** WORK TO COMPLETE **
Give the data a second time, exactly and in full.

** Records from a collection **
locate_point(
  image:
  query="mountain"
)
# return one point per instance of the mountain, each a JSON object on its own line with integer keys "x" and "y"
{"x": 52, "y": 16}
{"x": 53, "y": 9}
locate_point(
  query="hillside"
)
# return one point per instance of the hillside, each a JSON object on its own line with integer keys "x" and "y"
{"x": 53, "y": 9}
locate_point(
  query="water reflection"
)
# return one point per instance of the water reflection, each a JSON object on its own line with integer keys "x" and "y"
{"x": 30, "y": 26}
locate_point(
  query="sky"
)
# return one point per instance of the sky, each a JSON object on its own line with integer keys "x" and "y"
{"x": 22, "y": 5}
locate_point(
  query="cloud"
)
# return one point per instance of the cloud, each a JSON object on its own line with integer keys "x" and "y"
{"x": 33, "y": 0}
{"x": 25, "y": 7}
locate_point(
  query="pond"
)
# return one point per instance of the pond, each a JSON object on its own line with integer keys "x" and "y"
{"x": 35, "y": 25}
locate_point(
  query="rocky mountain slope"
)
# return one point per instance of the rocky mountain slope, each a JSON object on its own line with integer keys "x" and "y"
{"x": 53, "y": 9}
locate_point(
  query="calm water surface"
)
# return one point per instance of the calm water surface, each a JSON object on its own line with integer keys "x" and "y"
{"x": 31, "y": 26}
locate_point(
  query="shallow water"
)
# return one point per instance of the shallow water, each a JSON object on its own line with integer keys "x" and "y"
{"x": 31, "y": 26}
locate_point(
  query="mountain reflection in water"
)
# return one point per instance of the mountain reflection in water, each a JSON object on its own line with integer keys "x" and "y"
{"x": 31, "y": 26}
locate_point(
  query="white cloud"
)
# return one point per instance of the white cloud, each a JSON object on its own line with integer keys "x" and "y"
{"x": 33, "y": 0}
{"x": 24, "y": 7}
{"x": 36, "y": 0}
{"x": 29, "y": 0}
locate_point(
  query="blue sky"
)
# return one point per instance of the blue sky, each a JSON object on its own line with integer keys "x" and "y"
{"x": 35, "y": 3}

** YOUR RESPONSE **
locate_point(
  image:
  query="mountain"
)
# return one point per instance of the mountain, each a JSON object on its own line with integer keys "x" and "y"
{"x": 52, "y": 16}
{"x": 53, "y": 9}
locate_point(
  query="hillside"
)
# return one point per instance of the hillside, each a JSON object on its own line with integer keys "x" and "y"
{"x": 53, "y": 9}
locate_point(
  query="water reflection"
)
# return one point per instance of the water reflection, each a JSON object on its own line with integer keys "x" and "y"
{"x": 30, "y": 26}
locate_point(
  query="sky"
)
# return one point per instance of the sky, each a JSON object on its own line with integer keys "x" and "y"
{"x": 22, "y": 5}
locate_point(
  query="cloud"
)
# return one point per instance of the cloud, each a JSON object on its own line with integer keys "x" and "y"
{"x": 33, "y": 0}
{"x": 25, "y": 7}
locate_point(
  query="pond"
)
# return one point per instance of the pond, each a JSON object on its own line with integer keys "x" and "y"
{"x": 35, "y": 25}
locate_point(
  query="rocky mountain slope"
)
# return one point per instance of the rocky mountain slope, each a JSON object on its own line with integer keys "x" and "y"
{"x": 53, "y": 9}
locate_point(
  query="calm water surface"
)
# return one point per instance of the calm water surface, each a JSON object on its own line with integer keys "x" and "y"
{"x": 31, "y": 26}
locate_point(
  query="shallow water"
)
# return one point per instance of the shallow water, each a JSON object on its own line with integer keys "x" and "y"
{"x": 31, "y": 26}
locate_point(
  query="mountain reflection in water"
)
# return one point per instance of the mountain reflection in water, each a JSON object on its own line with integer keys "x" and "y"
{"x": 31, "y": 26}
locate_point(
  query="white cloud"
)
# return one point per instance of the white cloud, each a JSON object on its own line with integer keys "x" and "y"
{"x": 33, "y": 0}
{"x": 24, "y": 7}
{"x": 36, "y": 0}
{"x": 29, "y": 0}
locate_point(
  query="blue sky"
)
# return one point per instance of the blue sky, each a JSON object on its own line with integer keys "x" and "y"
{"x": 35, "y": 3}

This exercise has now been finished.